[What is expected] According to the Radio9 text, which TV channel carried the adaptation of the show, and what name did it take there?

[Page excerpt]
= Radio9 =

British surreal comedy sketch show

Radio9 is a surreal comedy sketch show set in a fictional radio station. Broadcast on BBC Radio 4 between 2003 and 2006, it was written by Hils Barker and Johnny Daukes. It ran for two series with a total of nine episodes. Radio9 was adapted for TV on BBC Three, changing its name to The Message.

The show targeted some traditional radio formats, including plays, interviews, adverts and documentaries, as well as trailing programmes that are never heard, and advertising activities which are "coming soon" to Radio9, such as Contract Bridge.

The show often used the taglines: "Round the clock radio... 24 hours a day" and "Real radio, for real people. With real radios."

==Show segments==
The show is divided into distinct segments:
- The "News Creation" segment of the show involves Radio9 creating road accidents, power failures or "acts of civil obedience", and then reporting it live.
- In "The Big Debate", the host attempts to incite her guests to violence by relaying inflammatory and incorrect information: "Well, this is a tragedy that reasoned debate should descend so quickly to mud-slinging.... He just called you a poof, what's your response to that?"
- "The Great Pretender" is a reality show in which ordinary people attempt to fool a panel of experts in tasks such as piloting an aircraft, downhill skiing or heart surgery. Relayed by a sports commentary team.
- The "Adverts" portion contains humorous adverts. Examples include Pro-Celebrity Bee Keeping and NIMBY (Not in My Back Yard).
- "The Afternoon Play"
- "Sport... and Talk" features sports talk, ranging from the Board Game Olympics to premiership football, as commentated on by Ted Hughes and Sylvia Plath.
- "Chasing Rainbows" involves "Ordinary People in Extraordinary Circumstances".
- "New Movements" shows Quentin Montreal investigating numerous topics such as the Accidentalist Art Movement.

[Point localization data]

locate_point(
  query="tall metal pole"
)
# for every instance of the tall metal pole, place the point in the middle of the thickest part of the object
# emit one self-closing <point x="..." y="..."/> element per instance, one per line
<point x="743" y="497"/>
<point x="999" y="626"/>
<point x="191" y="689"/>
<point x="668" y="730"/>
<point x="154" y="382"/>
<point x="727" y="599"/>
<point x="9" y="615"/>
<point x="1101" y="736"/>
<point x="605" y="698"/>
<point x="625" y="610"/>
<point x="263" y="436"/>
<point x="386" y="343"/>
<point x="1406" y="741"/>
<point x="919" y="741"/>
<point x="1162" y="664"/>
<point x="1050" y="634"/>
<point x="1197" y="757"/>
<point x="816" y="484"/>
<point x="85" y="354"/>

[Written response] BBC Three, where it was renamed The Message.